### DIRECTION
Output every record word for word.

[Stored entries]
══════

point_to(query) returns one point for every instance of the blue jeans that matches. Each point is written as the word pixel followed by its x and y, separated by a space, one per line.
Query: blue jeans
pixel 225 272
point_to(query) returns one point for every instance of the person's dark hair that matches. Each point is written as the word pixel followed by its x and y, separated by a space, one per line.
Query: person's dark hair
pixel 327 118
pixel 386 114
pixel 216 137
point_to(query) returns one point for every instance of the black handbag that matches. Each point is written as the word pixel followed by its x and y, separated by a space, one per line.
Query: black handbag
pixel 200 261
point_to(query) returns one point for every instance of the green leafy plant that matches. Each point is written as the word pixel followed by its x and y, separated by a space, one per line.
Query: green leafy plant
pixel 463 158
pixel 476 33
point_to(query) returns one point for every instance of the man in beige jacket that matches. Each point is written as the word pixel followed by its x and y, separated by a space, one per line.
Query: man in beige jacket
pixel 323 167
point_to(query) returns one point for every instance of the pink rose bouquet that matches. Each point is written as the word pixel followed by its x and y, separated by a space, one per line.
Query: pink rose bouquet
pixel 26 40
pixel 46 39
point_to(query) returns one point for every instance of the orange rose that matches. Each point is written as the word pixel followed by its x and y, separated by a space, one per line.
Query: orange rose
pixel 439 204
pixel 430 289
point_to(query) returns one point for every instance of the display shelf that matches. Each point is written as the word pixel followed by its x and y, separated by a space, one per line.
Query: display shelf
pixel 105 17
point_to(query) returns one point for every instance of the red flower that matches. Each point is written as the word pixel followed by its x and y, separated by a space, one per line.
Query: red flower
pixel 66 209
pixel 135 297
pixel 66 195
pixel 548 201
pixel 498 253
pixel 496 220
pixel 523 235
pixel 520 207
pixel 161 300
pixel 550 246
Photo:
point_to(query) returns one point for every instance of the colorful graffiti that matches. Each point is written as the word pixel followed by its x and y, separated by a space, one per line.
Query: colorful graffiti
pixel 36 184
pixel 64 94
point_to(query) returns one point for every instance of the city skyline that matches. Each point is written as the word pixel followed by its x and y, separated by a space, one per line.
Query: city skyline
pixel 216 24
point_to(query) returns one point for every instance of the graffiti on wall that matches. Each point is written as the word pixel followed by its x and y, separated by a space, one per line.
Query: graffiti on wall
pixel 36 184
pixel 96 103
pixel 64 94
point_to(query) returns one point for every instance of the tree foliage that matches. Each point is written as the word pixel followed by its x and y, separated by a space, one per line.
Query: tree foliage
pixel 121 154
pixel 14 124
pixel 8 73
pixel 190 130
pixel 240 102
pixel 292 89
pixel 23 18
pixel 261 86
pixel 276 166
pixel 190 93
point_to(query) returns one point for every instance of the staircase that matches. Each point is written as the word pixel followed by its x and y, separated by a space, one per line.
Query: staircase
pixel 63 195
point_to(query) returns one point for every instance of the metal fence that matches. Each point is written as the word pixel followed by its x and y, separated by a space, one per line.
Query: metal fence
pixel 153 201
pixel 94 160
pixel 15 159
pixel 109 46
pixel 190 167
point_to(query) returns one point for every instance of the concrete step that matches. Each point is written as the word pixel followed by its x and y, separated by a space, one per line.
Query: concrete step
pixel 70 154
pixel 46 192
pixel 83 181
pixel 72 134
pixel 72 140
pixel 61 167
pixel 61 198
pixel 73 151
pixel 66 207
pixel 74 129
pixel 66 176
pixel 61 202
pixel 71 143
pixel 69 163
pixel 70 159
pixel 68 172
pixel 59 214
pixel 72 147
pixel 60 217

══════

### EXERCISE RESULT
point_to(query) returns one point for every instance of the blue jeans that matches. Each point is written as the word pixel followed by its x and y, separated by a space, one per line.
Query: blue jeans
pixel 225 272
point_to(query) returns one point for every instance of the person's dark hair that matches. Each point is written as the word pixel followed by its x and y, separated by a space, one per line.
Query: person's dark hair
pixel 327 118
pixel 386 114
pixel 216 137
point_to(query) returns one point for every instance of the black handbag that matches. Each point is written as the word pixel followed by its x and y, separated by a space, one per line.
Query: black handbag
pixel 200 261
point_to(query) returns one point for every instance of the green leafy plant that matches. Each point is written as the word pixel followed by its x and y, separated by a space, one per line.
Query: green leafy plant
pixel 463 158
pixel 476 33
point_to(query) returns one point for every instance of the man in beige jacket that matches. Each point is written as the word pixel followed by its x and y, separated by a space, one per line.
Query: man in beige jacket
pixel 323 167
point_to(query) returns one point for every instance of the pink rose bouquet that matches. Each point is written as the word pixel followed by its x and y, separated by a space, one per line.
Query: pink rose bouquet
pixel 26 40
pixel 46 39
point_to(query) returns one point for every instance of the orange rose that matches. Each point is written as the word pixel followed by its x and y, separated by a space, one per line.
Query: orange rose
pixel 439 204
pixel 430 289
point_to(query) returns one point for every instance of the display shelf that matches. Each point is written as the word pixel followed by its x and y, separated by a space, one per line.
Query: display shelf
pixel 105 17
point_to(query) returns one point for every instance of the red flower that matches. Each point is written as the word pixel followed by its x and y, separated by a space, one per line.
Query: red flower
pixel 66 209
pixel 135 297
pixel 66 195
pixel 548 201
pixel 498 253
pixel 496 220
pixel 523 235
pixel 520 207
pixel 161 300
pixel 550 246
Photo:
point_to(query) returns one point for every instance of the colorful graffiti that matches. Each point is written as the word pixel followed by its x and y, separated by a space, one per line.
Query: colorful graffiti
pixel 36 184
pixel 64 94
point_to(query) returns one point for every instance of the city skyline that matches. Each point is written as the word pixel followed by its x and y, separated by a space, one per line.
Query: city skyline
pixel 216 24
point_to(query) returns one point for every instance of the graffiti on wall that matches. Each point is written as the word pixel followed by its x and y, separated by a space, one per line.
Query: graffiti on wall
pixel 36 184
pixel 96 103
pixel 64 94
point_to(query) returns one point for every instance of the tree foliage that matches. Each point is written as the word pixel followed by its x and y, separated by a space, one per line.
Query: tree foliage
pixel 121 154
pixel 14 124
pixel 8 73
pixel 190 130
pixel 240 102
pixel 292 89
pixel 23 18
pixel 261 86
pixel 276 166
pixel 190 93
point_to(query) returns one point for every instance of the staircase that matches. Each point is written as the word pixel followed by its x and y, separated by a space, one per line.
Query: staircase
pixel 63 195
point_to(query) returns one point for every instance of the metal fence that matches. Each point is written as the word pixel followed by its x and y, separated by a space, one per line.
Query: metal fence
pixel 153 201
pixel 94 160
pixel 15 159
pixel 109 46
pixel 190 167
point_to(query) returns one point for every instance of the concrete step that matches. Each point is written as the word pixel followed by its x and y, separated by a space, one per line.
Query: concrete step
pixel 70 154
pixel 46 192
pixel 83 181
pixel 72 134
pixel 72 140
pixel 61 167
pixel 61 198
pixel 73 151
pixel 66 207
pixel 74 129
pixel 66 176
pixel 61 202
pixel 71 143
pixel 69 163
pixel 70 159
pixel 68 172
pixel 59 214
pixel 72 147
pixel 60 217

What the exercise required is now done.